### Required work
Reproduce every item below verbatim, preserving each line and its order.

--- Begin The data ---

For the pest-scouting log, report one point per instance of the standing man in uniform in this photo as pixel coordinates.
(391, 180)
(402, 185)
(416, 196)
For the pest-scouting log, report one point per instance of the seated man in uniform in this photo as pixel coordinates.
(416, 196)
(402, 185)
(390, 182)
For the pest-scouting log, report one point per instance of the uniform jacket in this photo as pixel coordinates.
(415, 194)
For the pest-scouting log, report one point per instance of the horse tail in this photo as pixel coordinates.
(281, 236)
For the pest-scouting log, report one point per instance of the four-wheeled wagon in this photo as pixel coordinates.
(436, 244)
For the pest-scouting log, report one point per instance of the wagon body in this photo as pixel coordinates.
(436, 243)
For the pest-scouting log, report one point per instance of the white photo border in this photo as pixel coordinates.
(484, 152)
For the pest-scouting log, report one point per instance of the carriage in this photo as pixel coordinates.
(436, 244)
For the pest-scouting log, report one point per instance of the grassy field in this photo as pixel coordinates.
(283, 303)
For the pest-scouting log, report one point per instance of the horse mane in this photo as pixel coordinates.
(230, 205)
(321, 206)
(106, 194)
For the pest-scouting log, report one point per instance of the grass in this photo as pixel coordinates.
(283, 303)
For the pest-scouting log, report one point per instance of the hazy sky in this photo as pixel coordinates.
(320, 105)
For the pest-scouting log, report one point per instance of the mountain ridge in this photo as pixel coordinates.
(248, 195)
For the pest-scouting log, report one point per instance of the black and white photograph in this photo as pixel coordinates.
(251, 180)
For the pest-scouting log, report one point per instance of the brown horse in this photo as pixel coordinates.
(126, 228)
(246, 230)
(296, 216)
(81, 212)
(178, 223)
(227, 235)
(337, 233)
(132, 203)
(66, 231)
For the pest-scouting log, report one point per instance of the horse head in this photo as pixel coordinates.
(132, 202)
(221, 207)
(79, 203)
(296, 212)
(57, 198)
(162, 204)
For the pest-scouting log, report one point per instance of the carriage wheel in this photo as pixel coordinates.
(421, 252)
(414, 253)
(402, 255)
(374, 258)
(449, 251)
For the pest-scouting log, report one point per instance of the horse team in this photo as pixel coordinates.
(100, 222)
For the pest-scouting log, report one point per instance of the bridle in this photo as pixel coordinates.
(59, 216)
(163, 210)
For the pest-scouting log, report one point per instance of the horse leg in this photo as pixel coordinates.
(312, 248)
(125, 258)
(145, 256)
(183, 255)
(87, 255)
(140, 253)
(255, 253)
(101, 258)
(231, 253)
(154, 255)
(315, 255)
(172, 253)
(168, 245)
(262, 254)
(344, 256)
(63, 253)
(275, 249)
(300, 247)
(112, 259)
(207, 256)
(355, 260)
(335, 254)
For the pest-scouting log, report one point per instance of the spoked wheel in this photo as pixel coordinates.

--- End The data ---

### Output for this exercise
For the pest-scouting log, report one point per instance of the standing man in uniform in this photo as pixel coordinates.
(391, 180)
(402, 185)
(416, 196)
For the pest-scouting log, report one point per instance of the seated man in uniform in this photo as pixel coordinates.
(416, 196)
(402, 185)
(390, 182)
For the pest-scouting log, report one point per instance of the uniform jacket in this photo as pixel coordinates.
(415, 194)
For the pest-scouting log, report one point per instance of the horse tail in this photo as pixel coordinates.
(281, 236)
For the pest-scouting log, report one point per instance of the four-wheeled wagon in this photo as pixel coordinates.
(436, 244)
For the pest-scouting log, report one point per instance of the wagon body in this photo as pixel coordinates.
(436, 243)
For the pest-scouting log, report one point per instance of the white photo border in this photo as pixel coordinates.
(484, 152)
For the pest-scouting log, report one point per instance of the carriage in this photo as pixel coordinates.
(436, 244)
For the pest-scouting log, report one point per instance of the grassy field in this photo as pixel coordinates.
(283, 303)
For the pest-scouting log, report one point per instance of the horse mane in this photo as pixel coordinates.
(230, 205)
(321, 206)
(106, 194)
For the pest-scouting log, report one point per instance of the grass in this photo as pixel coordinates.
(283, 303)
For the pest-scouting log, report one point per instance of the hazy sky in this photo as pixel coordinates.
(320, 105)
For the pest-scouting log, report one point per instance of the mountain ridge in this photo as pixel coordinates.
(248, 195)
For the pest-scouting log, report one point per instance of the black and white photograph in this photo as pixel coordinates.
(251, 180)
For the pest-scouting log, report one point per instance of the brown horse in this photo as pixel coordinates.
(126, 228)
(246, 230)
(296, 216)
(81, 212)
(178, 223)
(227, 235)
(337, 233)
(132, 203)
(66, 231)
For the pest-scouting log, report one point per instance of the horse head in this photo as pixel coordinates.
(132, 202)
(221, 207)
(79, 203)
(296, 212)
(57, 198)
(162, 204)
For the pest-scouting log, report one point per instance of the carriage wheel in this photo as pixel coordinates.
(421, 252)
(414, 253)
(402, 255)
(374, 258)
(449, 251)
For the pest-scouting log, report one point per instance of the horse team in this photo as pixel coordinates.
(100, 222)
For the pest-scouting log, report one point per instance of the bridle in this photo as pixel coordinates.
(59, 216)
(163, 210)
For the pest-scouting log, report one point per instance of the horse leg in this photo as pixel coordinates.
(312, 248)
(125, 258)
(145, 256)
(183, 255)
(87, 255)
(140, 253)
(255, 253)
(101, 258)
(231, 253)
(154, 255)
(315, 255)
(172, 253)
(168, 245)
(262, 254)
(344, 256)
(63, 253)
(275, 249)
(300, 247)
(112, 259)
(207, 256)
(355, 260)
(335, 254)
For the pest-scouting log, report one point per instance of the spoked wheel in this photo as pixel coordinates.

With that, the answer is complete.